### Direction
Give only the number of lines in the material below that contain the string "purple". Case counts.

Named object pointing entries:

▬▬▬▬▬▬

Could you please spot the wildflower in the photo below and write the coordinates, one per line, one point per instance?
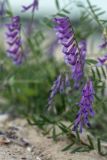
(66, 37)
(102, 60)
(104, 44)
(2, 7)
(78, 68)
(33, 6)
(85, 105)
(74, 53)
(14, 50)
(59, 85)
(54, 90)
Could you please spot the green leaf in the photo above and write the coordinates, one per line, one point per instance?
(68, 147)
(57, 4)
(66, 11)
(91, 61)
(54, 134)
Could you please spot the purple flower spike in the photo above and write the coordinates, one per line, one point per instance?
(65, 36)
(14, 50)
(74, 53)
(2, 7)
(32, 6)
(54, 90)
(102, 60)
(86, 108)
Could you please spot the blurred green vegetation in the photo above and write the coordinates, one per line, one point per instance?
(25, 88)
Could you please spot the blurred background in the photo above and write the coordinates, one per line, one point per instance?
(24, 89)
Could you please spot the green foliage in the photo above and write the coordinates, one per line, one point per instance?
(26, 88)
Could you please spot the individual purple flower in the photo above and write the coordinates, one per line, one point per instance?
(86, 109)
(54, 90)
(78, 68)
(102, 60)
(58, 86)
(66, 37)
(2, 7)
(14, 50)
(33, 6)
(74, 53)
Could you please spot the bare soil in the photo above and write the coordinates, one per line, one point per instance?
(25, 142)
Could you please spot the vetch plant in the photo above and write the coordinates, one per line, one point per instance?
(14, 41)
(76, 92)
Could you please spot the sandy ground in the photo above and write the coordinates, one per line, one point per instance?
(30, 144)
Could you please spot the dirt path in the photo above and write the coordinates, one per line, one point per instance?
(30, 144)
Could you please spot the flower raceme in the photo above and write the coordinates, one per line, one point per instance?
(33, 6)
(14, 50)
(2, 7)
(59, 85)
(85, 105)
(74, 56)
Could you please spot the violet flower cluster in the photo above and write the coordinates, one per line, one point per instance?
(14, 50)
(74, 56)
(86, 109)
(33, 6)
(103, 59)
(2, 7)
(59, 85)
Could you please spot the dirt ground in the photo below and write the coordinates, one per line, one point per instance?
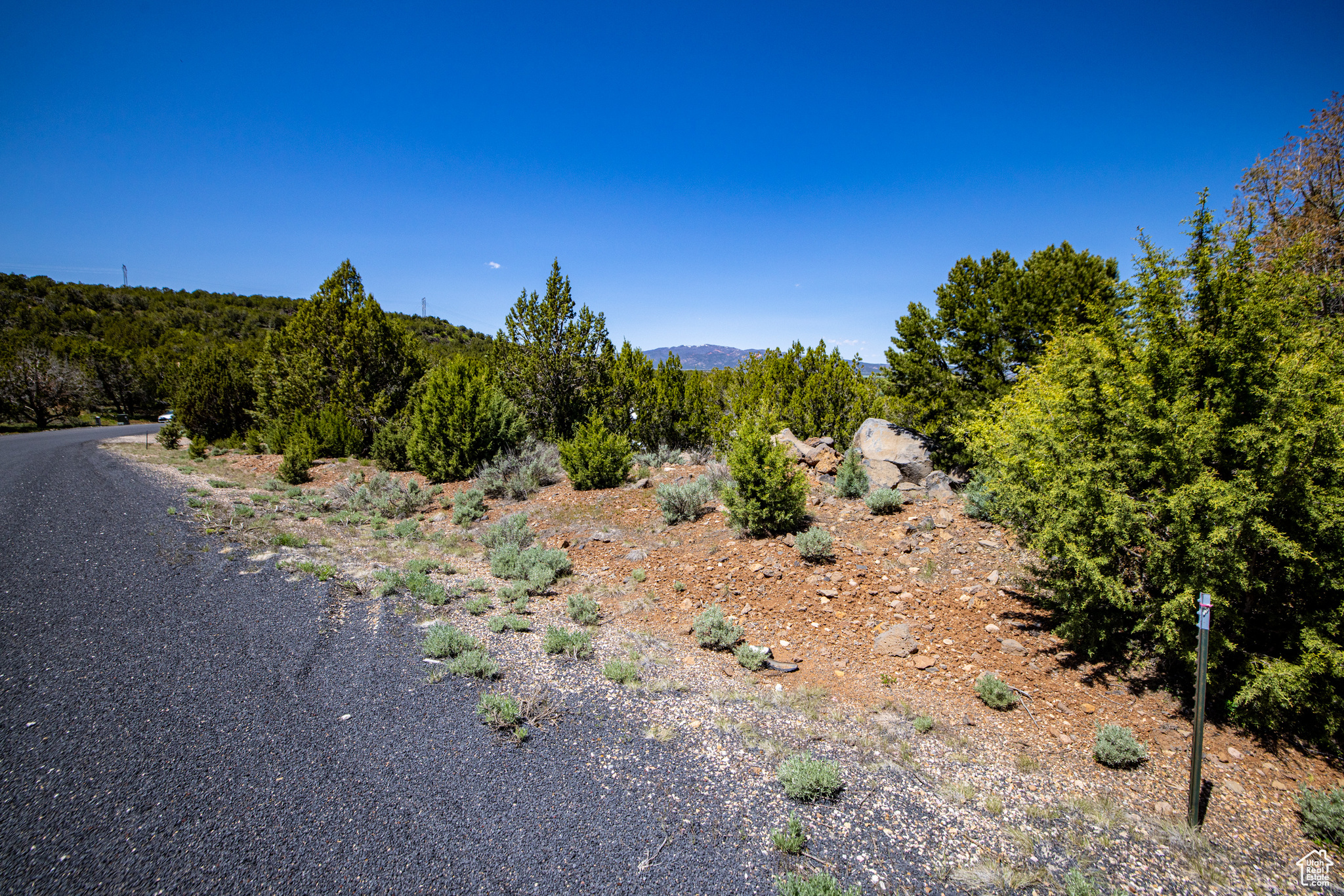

▬▬▬▬▬▬

### Result of the task
2